◆ **Task statement**
Look through the entries. Copy each line that has the word "with".

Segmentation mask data
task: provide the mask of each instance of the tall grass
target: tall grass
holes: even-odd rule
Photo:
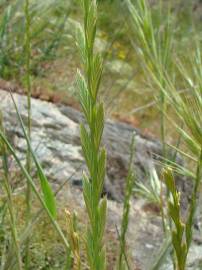
[[[172,59],[172,17],[170,10],[166,13],[164,6],[160,1],[158,4],[158,12],[155,14],[149,7],[146,0],[136,1],[132,3],[130,0],[125,1],[130,14],[130,25],[132,26],[131,42],[136,50],[142,68],[147,77],[146,81],[159,90],[160,101],[160,134],[163,145],[163,155],[166,157],[166,100],[165,93],[162,88],[166,88],[164,73],[171,69]],[[166,14],[165,14],[166,13]],[[166,19],[165,19],[166,18]],[[156,84],[156,79],[158,84]],[[159,87],[159,84],[161,87]]]
[[[84,75],[78,72],[77,85],[80,103],[88,127],[81,124],[81,145],[88,167],[83,175],[83,196],[89,217],[86,251],[91,270],[106,269],[105,232],[107,200],[101,199],[105,178],[106,152],[100,147],[104,128],[104,108],[99,102],[102,59],[94,51],[97,26],[96,1],[83,0],[84,26],[77,35]]]
[[[3,131],[3,121],[2,121],[2,115],[0,114],[0,130]],[[21,257],[21,251],[19,246],[19,238],[18,238],[18,231],[17,231],[17,222],[15,217],[15,207],[13,203],[13,195],[12,195],[12,188],[9,181],[9,164],[8,164],[8,153],[7,153],[7,147],[6,145],[0,141],[0,153],[2,156],[2,163],[3,163],[3,182],[4,182],[4,188],[5,193],[7,195],[7,205],[8,205],[8,211],[9,211],[9,225],[11,230],[11,236],[12,236],[12,242],[15,249],[15,255],[17,258],[17,268],[18,270],[22,270],[22,257]]]
[[[27,89],[27,135],[31,142],[31,72],[30,72],[30,60],[31,60],[31,38],[30,38],[30,14],[29,14],[29,0],[25,0],[25,63],[26,63],[26,89]],[[27,172],[31,173],[31,153],[29,147],[27,147],[27,158],[26,158]],[[26,226],[28,226],[31,217],[31,205],[32,205],[32,196],[31,196],[31,186],[27,182],[27,191],[26,191]],[[25,269],[29,269],[30,265],[30,239],[27,238],[26,250],[25,250]]]

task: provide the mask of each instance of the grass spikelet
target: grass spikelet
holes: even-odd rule
[[[71,214],[68,210],[65,211],[67,217],[67,229],[69,244],[73,257],[73,270],[81,269],[81,257],[80,257],[80,243],[79,243],[79,233],[77,230],[77,215],[74,212]]]

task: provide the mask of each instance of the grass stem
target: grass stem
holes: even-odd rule
[[[2,126],[2,119],[0,115],[0,130],[3,130]],[[17,258],[17,267],[18,270],[22,270],[22,258],[19,246],[19,239],[18,239],[18,232],[17,232],[17,225],[15,219],[15,211],[14,211],[14,204],[13,204],[13,197],[12,197],[12,190],[9,183],[9,165],[8,165],[8,157],[7,157],[7,147],[5,143],[0,140],[0,153],[2,155],[2,163],[3,163],[3,181],[4,181],[4,188],[7,194],[7,204],[8,204],[8,211],[9,211],[9,223],[11,229],[11,235],[14,243],[15,254]]]
[[[28,138],[31,141],[31,78],[30,78],[30,59],[31,59],[31,38],[30,38],[30,14],[29,14],[29,0],[25,0],[25,80],[26,80],[26,89],[27,89],[27,134]],[[27,157],[26,157],[26,167],[27,172],[31,173],[31,153],[30,148],[27,147]],[[29,224],[31,218],[31,186],[27,182],[27,191],[26,191],[26,226]],[[30,265],[30,238],[27,238],[26,248],[25,248],[25,269],[29,270]]]

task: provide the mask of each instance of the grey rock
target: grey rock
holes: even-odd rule
[[[18,94],[13,94],[13,97],[26,124],[26,97]],[[0,91],[0,99],[6,132],[20,158],[25,160],[26,142],[10,94]],[[61,184],[70,178],[82,179],[82,170],[86,168],[80,146],[81,121],[84,121],[82,114],[71,107],[32,99],[32,148],[53,183]],[[146,180],[147,171],[162,154],[158,141],[144,137],[139,130],[128,124],[106,121],[103,145],[107,149],[108,158],[104,192],[117,201],[123,198],[132,133],[135,133],[134,166],[138,179]],[[76,185],[79,185],[78,181]]]

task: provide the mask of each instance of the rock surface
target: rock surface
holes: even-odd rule
[[[26,123],[26,97],[18,94],[13,96]],[[0,91],[0,100],[5,129],[18,154],[25,158],[26,143],[10,94]],[[84,160],[79,123],[82,118],[82,114],[71,107],[32,99],[32,147],[48,178],[55,184],[71,178],[75,185],[81,185]],[[145,180],[148,170],[153,166],[153,157],[161,155],[161,144],[158,141],[142,136],[128,124],[106,121],[103,139],[108,153],[105,188],[117,201],[123,196],[133,132],[136,144],[134,165],[138,179]]]
[[[26,123],[26,97],[18,94],[13,96]],[[4,126],[9,140],[15,146],[19,157],[24,160],[26,143],[10,94],[0,90],[0,101],[0,110],[3,112]],[[81,120],[83,120],[82,114],[73,108],[32,99],[32,147],[54,186],[61,185],[65,180],[70,183],[68,189],[64,189],[65,192],[61,193],[64,202],[67,203],[72,197],[71,203],[74,202],[74,206],[77,205],[80,211],[83,211],[80,188],[85,165],[79,138]],[[138,179],[146,181],[147,171],[153,167],[154,158],[162,154],[161,144],[158,141],[142,136],[137,129],[128,124],[106,121],[103,139],[108,152],[105,191],[109,197],[115,199],[108,203],[107,231],[115,238],[117,238],[116,226],[120,224],[122,215],[121,201],[133,132],[136,141],[134,167]],[[161,219],[145,206],[145,201],[142,199],[133,199],[131,204],[128,232],[128,245],[134,264],[131,269],[149,269],[154,254],[162,242]],[[188,269],[200,269],[197,268],[196,261],[199,263],[201,261],[201,250],[200,241],[193,245]],[[162,269],[172,268],[168,262]]]

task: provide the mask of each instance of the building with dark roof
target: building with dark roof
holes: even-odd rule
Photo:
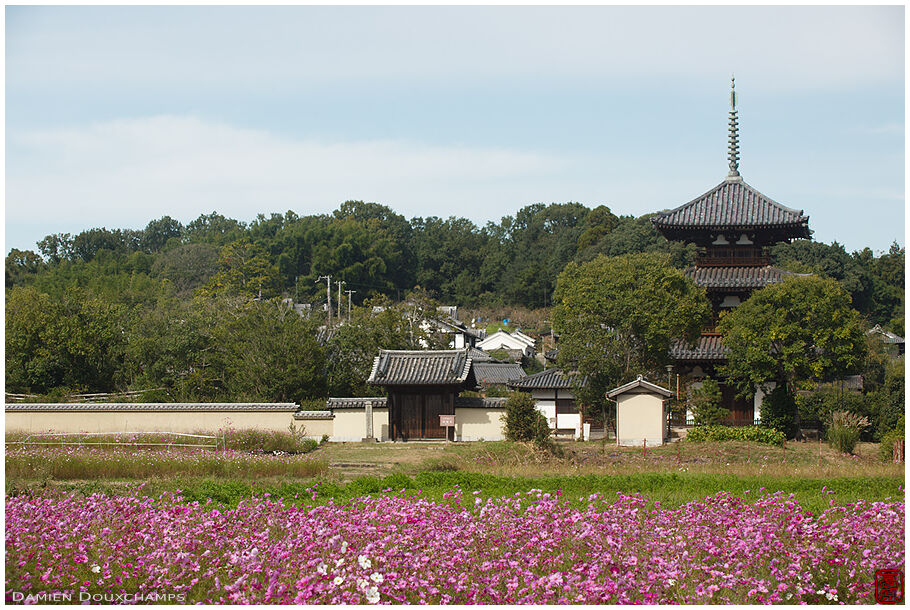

◆ **Response for this exercise**
task: provide the mask of each instance of the building with dark roof
target: building with dark roof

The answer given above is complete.